* **Material for the task**:

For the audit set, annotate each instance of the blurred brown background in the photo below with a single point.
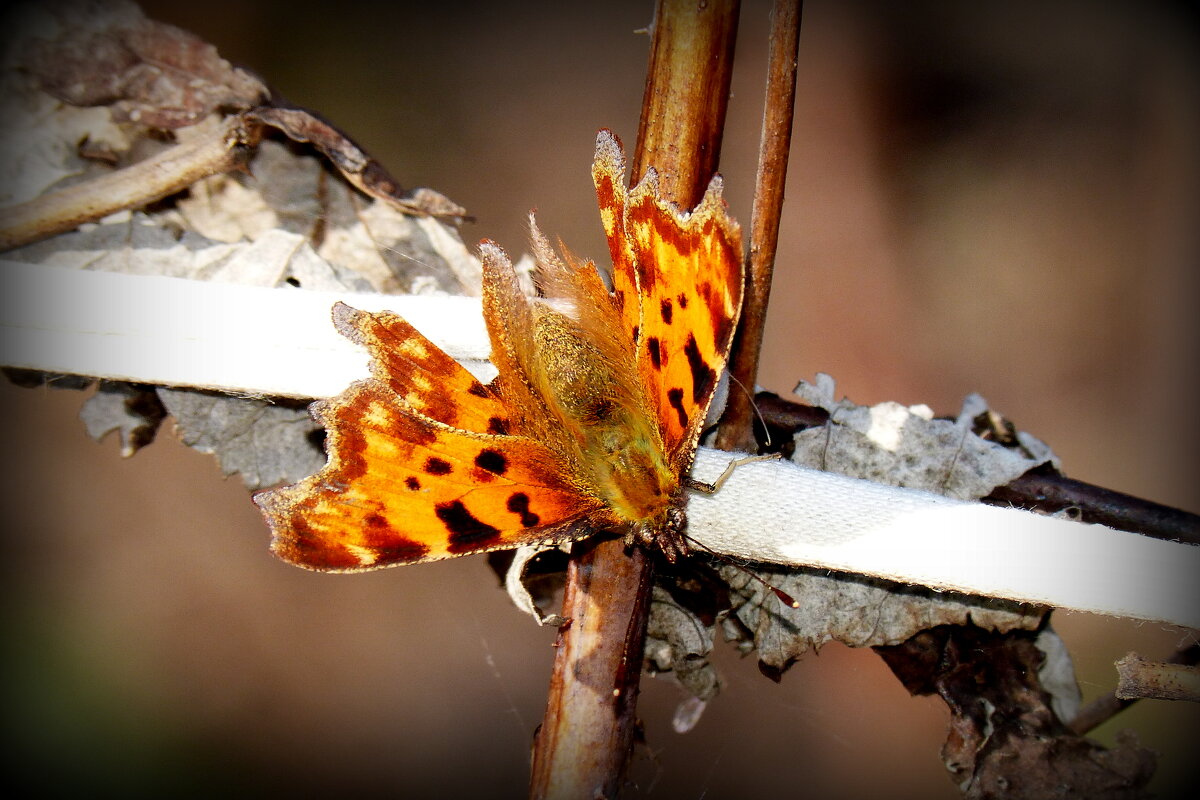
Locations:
(983, 197)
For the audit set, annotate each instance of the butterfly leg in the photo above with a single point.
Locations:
(712, 488)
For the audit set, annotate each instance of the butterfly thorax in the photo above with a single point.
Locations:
(605, 423)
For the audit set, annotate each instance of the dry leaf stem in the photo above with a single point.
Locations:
(736, 432)
(131, 187)
(587, 734)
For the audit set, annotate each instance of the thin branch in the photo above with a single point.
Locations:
(1035, 491)
(1104, 708)
(736, 432)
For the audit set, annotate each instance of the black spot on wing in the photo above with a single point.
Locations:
(388, 545)
(519, 504)
(437, 467)
(675, 397)
(492, 461)
(702, 376)
(467, 533)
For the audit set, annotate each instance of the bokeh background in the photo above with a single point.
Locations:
(994, 197)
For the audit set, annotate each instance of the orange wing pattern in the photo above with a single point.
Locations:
(687, 276)
(402, 486)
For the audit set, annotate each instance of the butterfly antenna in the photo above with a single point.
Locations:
(766, 431)
(784, 597)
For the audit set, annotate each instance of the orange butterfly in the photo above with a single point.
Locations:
(591, 423)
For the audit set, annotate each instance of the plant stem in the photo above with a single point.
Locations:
(736, 432)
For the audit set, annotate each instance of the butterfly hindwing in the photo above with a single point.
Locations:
(401, 488)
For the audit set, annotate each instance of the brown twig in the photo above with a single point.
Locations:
(736, 432)
(1037, 491)
(586, 737)
(1050, 492)
(1104, 708)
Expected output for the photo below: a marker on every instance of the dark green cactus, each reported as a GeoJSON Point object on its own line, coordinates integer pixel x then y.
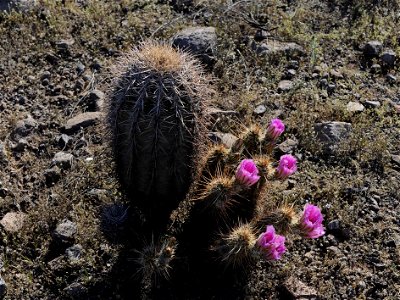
{"type": "Point", "coordinates": [156, 120]}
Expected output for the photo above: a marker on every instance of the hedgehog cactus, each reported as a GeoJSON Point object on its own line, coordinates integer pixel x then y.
{"type": "Point", "coordinates": [156, 119]}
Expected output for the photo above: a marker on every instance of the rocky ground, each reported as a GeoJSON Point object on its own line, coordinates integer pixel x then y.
{"type": "Point", "coordinates": [328, 69]}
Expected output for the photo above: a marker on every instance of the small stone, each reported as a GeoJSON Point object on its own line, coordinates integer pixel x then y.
{"type": "Point", "coordinates": [13, 221]}
{"type": "Point", "coordinates": [372, 104]}
{"type": "Point", "coordinates": [24, 127]}
{"type": "Point", "coordinates": [81, 121]}
{"type": "Point", "coordinates": [63, 160]}
{"type": "Point", "coordinates": [74, 252]}
{"type": "Point", "coordinates": [296, 290]}
{"type": "Point", "coordinates": [372, 49]}
{"type": "Point", "coordinates": [288, 146]}
{"type": "Point", "coordinates": [330, 134]}
{"type": "Point", "coordinates": [388, 58]}
{"type": "Point", "coordinates": [260, 109]}
{"type": "Point", "coordinates": [64, 141]}
{"type": "Point", "coordinates": [3, 287]}
{"type": "Point", "coordinates": [200, 41]}
{"type": "Point", "coordinates": [334, 225]}
{"type": "Point", "coordinates": [65, 231]}
{"type": "Point", "coordinates": [391, 78]}
{"type": "Point", "coordinates": [375, 68]}
{"type": "Point", "coordinates": [355, 107]}
{"type": "Point", "coordinates": [285, 85]}
{"type": "Point", "coordinates": [226, 139]}
{"type": "Point", "coordinates": [52, 175]}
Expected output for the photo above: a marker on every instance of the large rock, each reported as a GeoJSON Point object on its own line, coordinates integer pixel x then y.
{"type": "Point", "coordinates": [200, 41]}
{"type": "Point", "coordinates": [81, 121]}
{"type": "Point", "coordinates": [331, 134]}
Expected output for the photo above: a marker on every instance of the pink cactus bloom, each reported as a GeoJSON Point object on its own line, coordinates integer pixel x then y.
{"type": "Point", "coordinates": [275, 129]}
{"type": "Point", "coordinates": [247, 172]}
{"type": "Point", "coordinates": [311, 222]}
{"type": "Point", "coordinates": [287, 166]}
{"type": "Point", "coordinates": [271, 244]}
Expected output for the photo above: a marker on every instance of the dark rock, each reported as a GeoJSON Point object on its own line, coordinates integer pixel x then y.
{"type": "Point", "coordinates": [200, 41]}
{"type": "Point", "coordinates": [52, 175]}
{"type": "Point", "coordinates": [81, 121]}
{"type": "Point", "coordinates": [372, 49]}
{"type": "Point", "coordinates": [13, 221]}
{"type": "Point", "coordinates": [24, 127]}
{"type": "Point", "coordinates": [260, 109]}
{"type": "Point", "coordinates": [372, 104]}
{"type": "Point", "coordinates": [354, 107]}
{"type": "Point", "coordinates": [285, 85]}
{"type": "Point", "coordinates": [332, 133]}
{"type": "Point", "coordinates": [64, 141]}
{"type": "Point", "coordinates": [295, 289]}
{"type": "Point", "coordinates": [3, 287]}
{"type": "Point", "coordinates": [290, 50]}
{"type": "Point", "coordinates": [388, 58]}
{"type": "Point", "coordinates": [65, 231]}
{"type": "Point", "coordinates": [63, 160]}
{"type": "Point", "coordinates": [74, 252]}
{"type": "Point", "coordinates": [223, 138]}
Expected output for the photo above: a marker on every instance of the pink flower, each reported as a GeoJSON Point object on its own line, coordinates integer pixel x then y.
{"type": "Point", "coordinates": [247, 172]}
{"type": "Point", "coordinates": [271, 244]}
{"type": "Point", "coordinates": [287, 166]}
{"type": "Point", "coordinates": [311, 222]}
{"type": "Point", "coordinates": [275, 129]}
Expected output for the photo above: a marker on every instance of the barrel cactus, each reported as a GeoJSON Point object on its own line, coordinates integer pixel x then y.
{"type": "Point", "coordinates": [156, 116]}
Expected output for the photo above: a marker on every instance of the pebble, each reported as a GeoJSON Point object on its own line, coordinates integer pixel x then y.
{"type": "Point", "coordinates": [354, 107]}
{"type": "Point", "coordinates": [81, 121]}
{"type": "Point", "coordinates": [63, 160]}
{"type": "Point", "coordinates": [13, 221]}
{"type": "Point", "coordinates": [65, 231]}
{"type": "Point", "coordinates": [285, 85]}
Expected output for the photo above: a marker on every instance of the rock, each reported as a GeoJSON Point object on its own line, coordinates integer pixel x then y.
{"type": "Point", "coordinates": [354, 107]}
{"type": "Point", "coordinates": [63, 160]}
{"type": "Point", "coordinates": [74, 252]}
{"type": "Point", "coordinates": [3, 287]}
{"type": "Point", "coordinates": [285, 85]}
{"type": "Point", "coordinates": [391, 78]}
{"type": "Point", "coordinates": [297, 290]}
{"type": "Point", "coordinates": [372, 49]}
{"type": "Point", "coordinates": [288, 146]}
{"type": "Point", "coordinates": [13, 221]}
{"type": "Point", "coordinates": [372, 104]}
{"type": "Point", "coordinates": [388, 58]}
{"type": "Point", "coordinates": [375, 68]}
{"type": "Point", "coordinates": [200, 41]}
{"type": "Point", "coordinates": [81, 121]}
{"type": "Point", "coordinates": [24, 127]}
{"type": "Point", "coordinates": [330, 134]}
{"type": "Point", "coordinates": [64, 141]}
{"type": "Point", "coordinates": [76, 291]}
{"type": "Point", "coordinates": [52, 175]}
{"type": "Point", "coordinates": [290, 50]}
{"type": "Point", "coordinates": [396, 160]}
{"type": "Point", "coordinates": [95, 100]}
{"type": "Point", "coordinates": [224, 138]}
{"type": "Point", "coordinates": [260, 109]}
{"type": "Point", "coordinates": [65, 231]}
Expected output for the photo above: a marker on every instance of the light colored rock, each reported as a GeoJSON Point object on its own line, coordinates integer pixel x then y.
{"type": "Point", "coordinates": [355, 107]}
{"type": "Point", "coordinates": [13, 221]}
{"type": "Point", "coordinates": [82, 121]}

* **Required work**: Across the entries, each line containing the word "brown" is to be counted once; the total alone is to be given.

* **Answer to the exercise**: 2